▶ RECORDED DATA
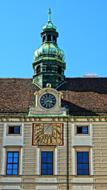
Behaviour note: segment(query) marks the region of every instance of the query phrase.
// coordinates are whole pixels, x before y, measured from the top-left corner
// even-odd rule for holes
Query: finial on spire
[[[51,14],[52,14],[51,8],[49,8],[49,10],[48,10],[48,22],[51,22]]]

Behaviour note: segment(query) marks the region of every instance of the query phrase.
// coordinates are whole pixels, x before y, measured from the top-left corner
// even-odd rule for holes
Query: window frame
[[[82,158],[84,157],[83,154],[88,153],[88,161],[83,162],[83,160],[81,162],[78,163],[78,154],[81,153],[82,154]],[[81,167],[81,169],[78,168],[78,166],[84,166],[87,165],[88,169],[84,169]],[[79,173],[79,170],[81,171],[81,173]],[[87,174],[85,174],[84,172],[87,171]],[[77,176],[89,176],[90,175],[90,166],[89,166],[89,151],[77,151]]]
[[[17,174],[13,174],[13,166],[14,164],[16,164],[15,162],[12,162],[12,163],[8,163],[8,153],[18,153],[18,162],[17,162]],[[14,159],[14,157],[12,156],[12,160]],[[11,164],[12,165],[12,174],[8,174],[8,164]],[[19,176],[19,172],[20,172],[20,151],[19,150],[7,150],[6,151],[6,176]]]
[[[77,146],[75,147],[75,155],[74,155],[74,158],[75,158],[75,175],[76,176],[86,176],[86,177],[89,177],[91,175],[93,175],[93,160],[92,160],[92,147],[89,147],[89,146],[84,146],[84,147],[81,147],[81,146]],[[89,152],[89,174],[88,175],[78,175],[77,174],[77,152]]]
[[[88,133],[78,133],[77,132],[77,128],[81,128],[81,127],[87,127],[87,131],[88,131]],[[90,126],[89,125],[76,125],[76,129],[75,129],[75,134],[76,135],[80,135],[80,136],[89,136],[90,135]]]
[[[20,133],[9,133],[9,127],[20,127]],[[6,127],[6,135],[7,136],[22,136],[22,125],[21,124],[9,124]]]
[[[46,173],[46,174],[43,174],[43,172],[42,172],[42,165],[43,165],[43,163],[42,163],[42,153],[52,153],[52,163],[49,163],[49,164],[52,164],[52,174],[48,174],[48,173]],[[44,163],[44,164],[47,164],[48,165],[48,163]],[[48,170],[47,170],[48,171]],[[53,176],[54,175],[54,151],[53,150],[42,150],[41,151],[41,168],[40,168],[40,172],[41,172],[41,176]]]

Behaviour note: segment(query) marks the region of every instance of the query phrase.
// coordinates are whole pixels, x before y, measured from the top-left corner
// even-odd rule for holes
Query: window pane
[[[17,170],[13,170],[13,175],[18,175],[18,171]]]
[[[83,161],[84,161],[85,163],[88,162],[88,158],[89,158],[89,153],[88,153],[88,152],[84,152],[84,153],[83,153]]]
[[[78,170],[81,170],[83,168],[82,164],[78,164]]]
[[[14,134],[14,127],[12,126],[12,127],[9,127],[9,132],[8,132],[9,134]]]
[[[46,170],[47,169],[47,165],[46,164],[42,164],[42,170]]]
[[[7,170],[7,175],[12,175],[12,170]]]
[[[52,154],[48,154],[47,156],[47,162],[49,163],[52,163],[53,162],[53,155]]]
[[[9,134],[20,134],[20,126],[9,126]]]
[[[42,170],[42,175],[47,175],[47,171],[46,170]]]
[[[83,164],[82,169],[83,170],[88,170],[88,164]]]
[[[53,171],[52,170],[48,170],[48,175],[53,175]]]
[[[82,127],[82,133],[83,134],[88,134],[88,126]]]
[[[12,162],[13,162],[12,160],[13,160],[12,157],[8,157],[7,162],[8,162],[8,163],[12,163]]]
[[[18,165],[17,165],[17,164],[14,164],[14,165],[13,165],[13,169],[18,169]]]
[[[14,127],[14,133],[15,134],[20,134],[20,126],[15,126]]]
[[[53,175],[53,152],[41,152],[41,174]]]
[[[18,175],[19,170],[19,152],[7,152],[7,175]]]
[[[19,153],[18,152],[14,152],[14,158],[18,158]]]
[[[12,158],[13,153],[12,152],[8,152],[8,158]]]
[[[48,165],[47,169],[52,171],[52,165]]]
[[[78,170],[78,175],[89,175],[88,170]]]
[[[83,174],[84,175],[89,175],[89,171],[88,170],[84,170]]]
[[[47,154],[46,152],[42,152],[42,161],[46,161]]]
[[[82,152],[77,153],[77,159],[79,160],[79,162],[82,162],[82,160],[83,160],[82,155],[83,155]]]
[[[82,127],[77,127],[77,134],[82,134]]]
[[[18,162],[18,157],[14,157],[13,162],[17,163]]]
[[[88,126],[77,126],[77,134],[88,134]]]
[[[12,169],[12,164],[8,164],[7,169],[11,170]]]
[[[77,174],[89,175],[89,152],[77,152]]]

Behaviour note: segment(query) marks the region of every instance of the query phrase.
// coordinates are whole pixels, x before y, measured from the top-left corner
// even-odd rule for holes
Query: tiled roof
[[[67,78],[59,88],[72,115],[107,115],[107,78]]]
[[[38,88],[32,79],[0,79],[0,114],[27,114]],[[107,115],[107,78],[66,78],[59,87],[71,115]]]
[[[35,90],[32,79],[0,79],[0,113],[28,112]]]

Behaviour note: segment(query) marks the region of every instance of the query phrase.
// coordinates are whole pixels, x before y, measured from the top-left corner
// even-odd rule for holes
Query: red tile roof
[[[0,79],[0,114],[27,114],[38,88],[32,79]],[[71,115],[107,115],[107,78],[66,78],[59,87]]]

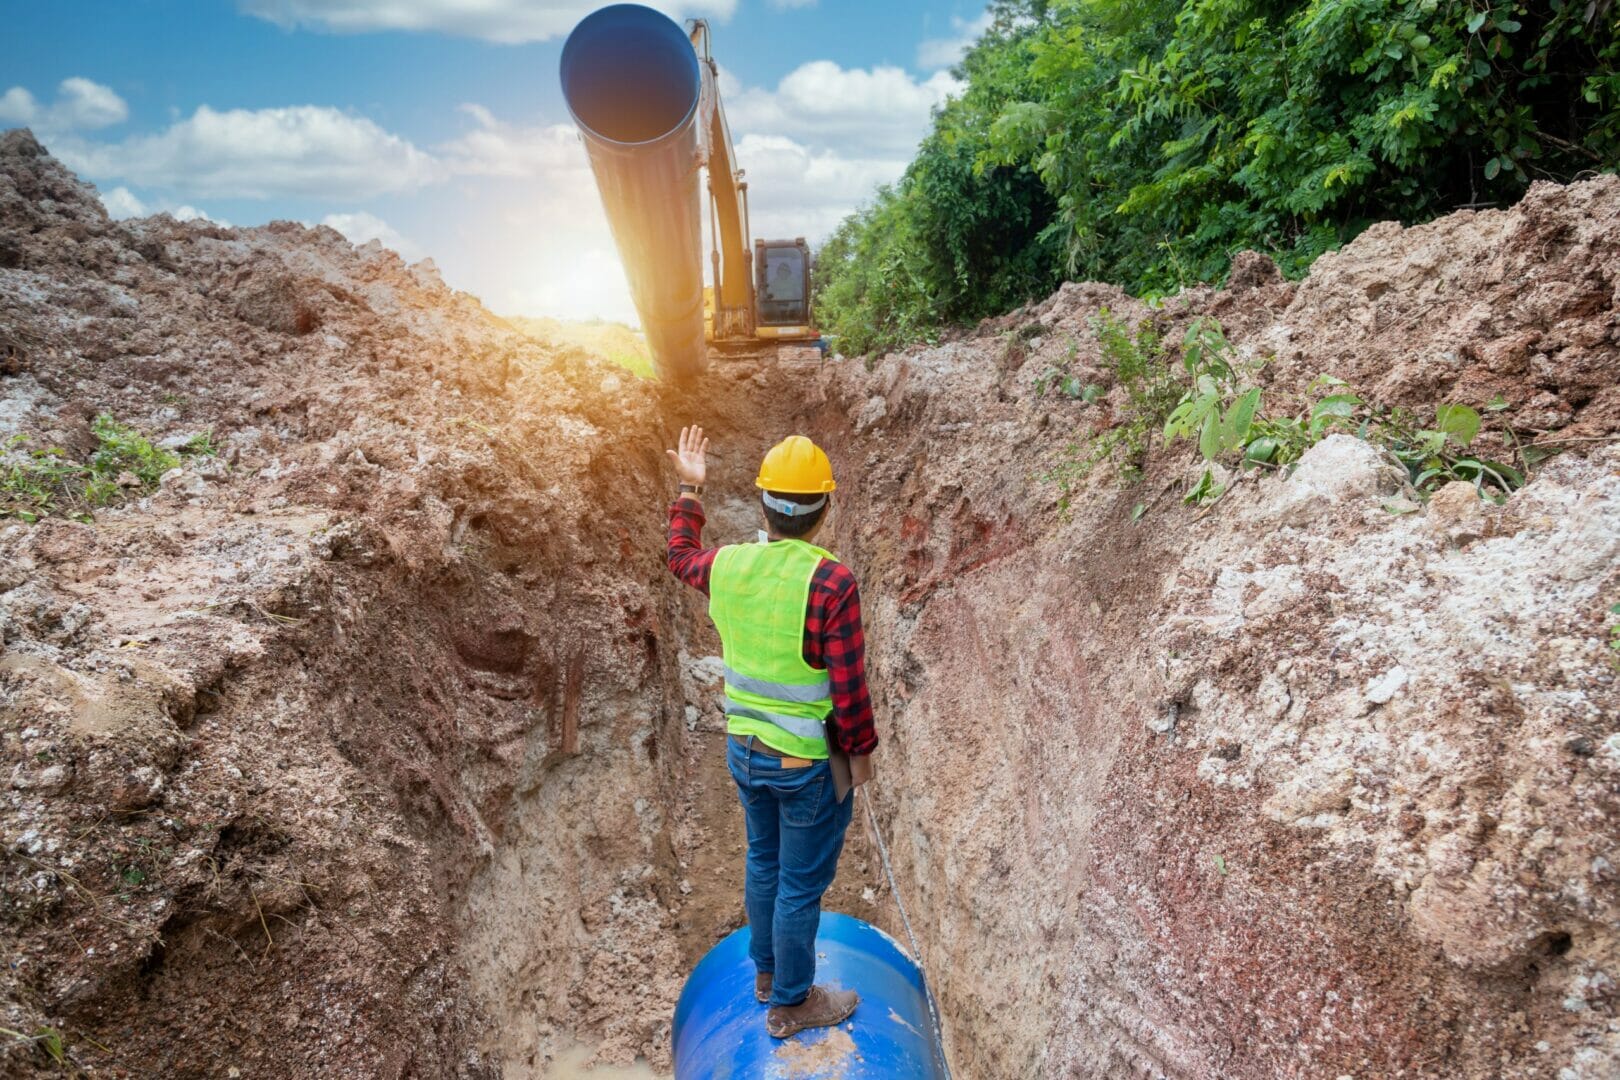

▶ EXERCISE AIM
The data should be printed again unchanged; leave its pictures out.

▶ RESPONSE BOX
Behaviour note: segment(query) marks the region of every instance of the query phrase.
// coordinates are whole pixels, x before y, measured from the top-left corner
// even-odd rule for holes
Query: finial on spire
[[[51,14],[52,14],[51,8],[49,8],[49,10],[48,10],[48,22],[51,22]]]

Behaviour note: segment(query) marks the region of every instance of the query phrase.
// coordinates are whole pixels, x before y, measured from the top-left corner
// even-odd rule for holes
Query: window frame
[[[82,158],[84,157],[83,154],[88,153],[88,161],[83,162],[83,160],[81,162],[78,163],[78,154],[81,153],[82,154]],[[81,167],[81,169],[78,168],[78,166],[84,166],[87,165],[88,169],[84,169]],[[79,173],[79,170],[81,171],[81,173]],[[87,174],[85,174],[84,172],[87,171]],[[77,176],[89,176],[90,175],[90,166],[89,166],[89,151],[77,151]]]
[[[17,174],[13,174],[13,166],[14,164],[16,164],[15,162],[12,162],[12,163],[8,163],[8,153],[18,153],[18,162],[17,162]],[[14,159],[14,157],[12,156],[12,160]],[[11,164],[12,165],[12,174],[8,174],[8,164]],[[19,176],[19,172],[20,172],[20,151],[19,150],[7,150],[6,151],[6,176]]]
[[[77,146],[75,147],[75,155],[74,155],[74,158],[75,158],[75,175],[76,176],[86,176],[86,177],[89,177],[91,175],[93,175],[93,160],[92,160],[92,147],[89,147],[89,146],[84,146],[84,147],[81,147],[81,146]],[[89,152],[89,174],[88,175],[78,175],[77,174],[77,152]]]
[[[88,133],[78,133],[77,132],[77,128],[81,128],[81,127],[87,127],[87,131],[88,131]],[[90,126],[89,125],[76,125],[76,129],[75,129],[75,134],[76,135],[80,135],[80,136],[89,136],[90,135]]]
[[[20,133],[9,133],[9,127],[20,127]],[[6,127],[6,135],[7,136],[22,136],[22,125],[21,124],[9,124]]]
[[[46,173],[46,174],[43,174],[43,172],[42,172],[42,165],[43,165],[43,163],[42,163],[42,153],[52,153],[52,163],[49,163],[49,164],[52,164],[52,174],[48,174],[48,173]],[[44,163],[44,164],[47,164],[48,165],[48,163]],[[48,170],[47,170],[48,171]],[[53,176],[54,175],[54,151],[53,150],[42,150],[41,151],[41,168],[40,168],[40,172],[41,172],[41,176]]]

Behaviour note: segment(query) marks the region of every instance of the query phrase.
// coordinates are whole pixels, x before y, measured from the top-left corner
// even-odd rule for holes
Query: window pane
[[[17,170],[13,170],[13,175],[18,175],[18,171]]]
[[[83,161],[84,161],[85,163],[88,162],[88,158],[89,158],[89,153],[88,153],[88,152],[84,152],[84,153],[83,153]]]
[[[78,170],[81,170],[83,168],[82,164],[78,164]]]
[[[14,134],[14,127],[12,126],[12,127],[9,127],[9,132],[8,132],[9,134]]]
[[[46,170],[47,169],[47,165],[46,164],[42,164],[42,170]]]
[[[7,170],[7,175],[12,175],[12,170]]]
[[[52,154],[48,154],[47,156],[47,162],[49,163],[52,163],[53,162],[53,155]]]
[[[9,134],[20,134],[20,126],[9,126]]]
[[[42,170],[42,175],[47,175],[47,171],[46,170]]]
[[[83,164],[82,169],[83,170],[88,170],[88,164]]]
[[[53,171],[52,170],[48,170],[48,175],[53,175]]]
[[[82,127],[82,133],[83,134],[88,134],[88,126]]]
[[[12,162],[13,162],[12,160],[13,160],[12,157],[8,157],[7,162],[8,162],[8,163],[12,163]]]
[[[18,165],[17,165],[17,164],[14,164],[14,165],[13,165],[13,169],[18,169]]]
[[[14,127],[14,133],[15,134],[20,134],[20,126],[15,126]]]
[[[53,175],[53,152],[41,152],[41,174]]]
[[[18,175],[19,170],[19,152],[7,152],[7,175]]]
[[[19,153],[18,152],[14,152],[14,158],[18,158]]]
[[[12,158],[13,153],[12,152],[8,152],[8,158]]]
[[[48,165],[47,169],[52,171],[52,165]]]
[[[78,170],[78,175],[89,175],[88,170]]]
[[[83,174],[84,175],[89,175],[89,171],[88,170],[84,170]]]
[[[47,154],[46,152],[42,152],[42,161],[46,161]]]
[[[82,152],[77,153],[77,159],[79,160],[79,162],[82,162],[82,160],[83,160],[82,155],[83,155]]]
[[[82,127],[77,127],[77,134],[82,134]]]
[[[18,162],[18,157],[14,157],[13,162],[17,163]]]
[[[88,126],[77,126],[77,134],[88,134]]]
[[[12,169],[12,164],[8,164],[7,169],[11,170]]]
[[[77,174],[89,175],[89,152],[77,152]]]

Behaviour note: segment(query) marks the region of every instance of the query phrase.
// coordinates are whole pixels, x before y, measured from the top-left corner
// even-odd rule for holes
Query: tiled roof
[[[67,78],[59,88],[72,115],[107,115],[107,78]]]
[[[38,88],[32,79],[0,79],[0,114],[27,114]],[[107,115],[107,78],[66,78],[59,87],[71,115]]]
[[[35,90],[32,79],[0,79],[0,113],[28,112]]]

Behaviour note: segment(query) marks the region of every instance of the query phrase.
// coordinates are whole pixels, x before y, measured from the top-left corner
// even-odd rule for holes
Query: red tile roof
[[[0,79],[0,114],[27,114],[38,88],[32,79]],[[71,115],[107,115],[107,78],[66,78],[59,87]]]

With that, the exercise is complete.